## 読解文

説明

画像形成装置

【課題】加圧部材と加熱部材との温度差が大きい場合であっても、カールを低減することができるとともに、省スペース化を実現することができる画像形成装置を提供する。
【解決手段】記録紙Pに画像を形成する画像形成部70と、記録紙の画像が形成された面を加熱部材21で加熱するとともに、反対面を加圧部材31で加圧することにより、画像を記録紙に定着させる定着部20と、画像が定着された記録紙に張力を与え、複数の搬送ガイド203a、203bに沿って搬送する搬送ローラ202a、202bと、搬送ローラにより搬送される記録紙を加湿する加湿部200と、加圧部材の温度を検知する温度センサ260と、検知された温度が閾値未満であるか否かを判定し、閾値未満であると判定した場合に、搬送ローラにより搬送される記録紙の加熱部材により加熱された面の加湿を加湿部200に行わせる制御部230とを備える。

【発明の詳細な説明】
【技術分野】
【0001】
本発明は、画像形成装置に関する。

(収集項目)
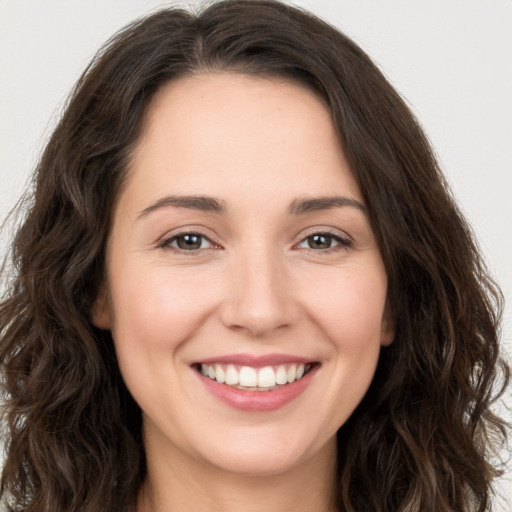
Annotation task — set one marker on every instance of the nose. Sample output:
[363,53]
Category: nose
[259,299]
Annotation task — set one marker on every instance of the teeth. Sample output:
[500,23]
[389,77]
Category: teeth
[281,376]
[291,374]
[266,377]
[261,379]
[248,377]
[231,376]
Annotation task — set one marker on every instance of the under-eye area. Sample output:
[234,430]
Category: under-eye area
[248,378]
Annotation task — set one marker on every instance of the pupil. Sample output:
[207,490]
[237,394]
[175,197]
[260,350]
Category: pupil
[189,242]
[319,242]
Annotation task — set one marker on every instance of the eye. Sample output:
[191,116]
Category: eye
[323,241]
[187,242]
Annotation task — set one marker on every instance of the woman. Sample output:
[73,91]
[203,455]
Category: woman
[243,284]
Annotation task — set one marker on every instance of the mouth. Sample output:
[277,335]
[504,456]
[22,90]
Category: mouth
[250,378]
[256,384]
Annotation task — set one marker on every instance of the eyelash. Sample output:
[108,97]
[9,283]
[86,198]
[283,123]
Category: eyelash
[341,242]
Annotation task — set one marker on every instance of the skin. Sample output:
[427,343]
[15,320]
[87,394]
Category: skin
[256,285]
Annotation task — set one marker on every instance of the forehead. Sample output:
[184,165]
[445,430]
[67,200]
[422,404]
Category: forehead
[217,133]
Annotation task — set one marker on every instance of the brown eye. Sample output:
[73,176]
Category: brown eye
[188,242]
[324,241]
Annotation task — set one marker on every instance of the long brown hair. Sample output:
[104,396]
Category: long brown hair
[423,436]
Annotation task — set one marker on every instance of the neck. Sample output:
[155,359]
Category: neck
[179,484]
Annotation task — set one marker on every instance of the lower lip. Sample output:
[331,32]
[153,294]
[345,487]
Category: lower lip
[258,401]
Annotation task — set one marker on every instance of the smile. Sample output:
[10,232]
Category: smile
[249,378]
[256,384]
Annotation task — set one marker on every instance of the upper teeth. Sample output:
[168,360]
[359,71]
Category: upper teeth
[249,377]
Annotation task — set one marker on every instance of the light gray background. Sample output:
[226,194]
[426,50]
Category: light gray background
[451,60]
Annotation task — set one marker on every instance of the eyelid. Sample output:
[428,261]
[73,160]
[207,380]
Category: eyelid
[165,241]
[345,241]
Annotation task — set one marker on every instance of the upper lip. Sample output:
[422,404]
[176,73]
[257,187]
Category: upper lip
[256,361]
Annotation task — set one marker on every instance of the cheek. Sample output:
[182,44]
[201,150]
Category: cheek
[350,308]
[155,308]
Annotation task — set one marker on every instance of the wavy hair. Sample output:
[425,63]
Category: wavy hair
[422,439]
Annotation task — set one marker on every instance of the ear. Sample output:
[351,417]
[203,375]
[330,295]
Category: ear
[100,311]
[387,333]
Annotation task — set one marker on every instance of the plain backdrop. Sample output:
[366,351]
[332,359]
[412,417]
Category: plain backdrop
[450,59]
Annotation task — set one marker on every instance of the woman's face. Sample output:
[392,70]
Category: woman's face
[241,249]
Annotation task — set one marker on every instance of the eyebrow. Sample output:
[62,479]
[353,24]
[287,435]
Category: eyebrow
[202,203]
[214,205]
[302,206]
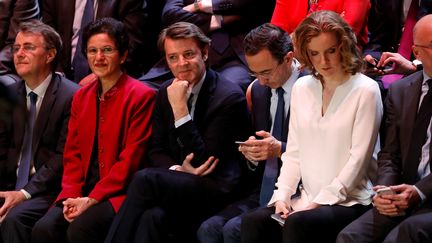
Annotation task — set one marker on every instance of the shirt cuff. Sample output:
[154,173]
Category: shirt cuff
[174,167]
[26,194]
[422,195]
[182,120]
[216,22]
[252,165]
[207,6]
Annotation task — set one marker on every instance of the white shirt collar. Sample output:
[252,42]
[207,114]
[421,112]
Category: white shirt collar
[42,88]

## 取り組む課題
1. 画像形成装置に関する文章では、加圧部材の温度を検知するものとして何が挙げられていますか。
2. 画像形成装置に関する文章の続きを書いてください。
行は使わなくても差し支えありません。

## 解答済みの課題
1. 温度センサ260です。

2.
【背景技術】
【0002】
従来から、レーザプリンタや複写機などの画像形成装置において、トナー像を記録紙に定着させる際の熱定着により生じる記録紙のカールを除去する技術が知られている。
【0003】
例えば特許文献1では、用紙搬送ベルト上を搬送される熱定着直後の用紙に、水蒸気を噴射して加湿し、加湿されたカールの向きを検知し、検知した向きに応じたデカーラを選択してカールとは逆向きの湾曲を与え、最後に冷却ローラで用紙を冷却してカールを除去する技術が開示されている。
【0004】
また、カールの大きさは、熱定着の際に紙の表裏に与える熱量によって変化することが知られている。図8は、紙の表裏に与える熱量によって変化するカールの大きさの一例を説明するための図である。図8に示すように、裏面側(未定着のトナーを熱定着する面と反対側)が熱源をもたない加圧部材901である場合には、印刷当初の加圧部材901の温度は低く加熱部材902との温度差が大きくなるため、低温側(加圧部材901側)かつ記録紙P´のCD方向へのカールが大きくなる。なお、ここでは、記録紙の進行方向をMD、これと垂直方向をCDとする。
【発明の概要】
【発明が解決しようとする課題】
【0005】
しかしながら、特許文献1に開示された技術では、カールを除去するためのデカーラ等を備える必要があるため、大型化を招いてしまい、小型の画像形成装置への適用が難しくなる。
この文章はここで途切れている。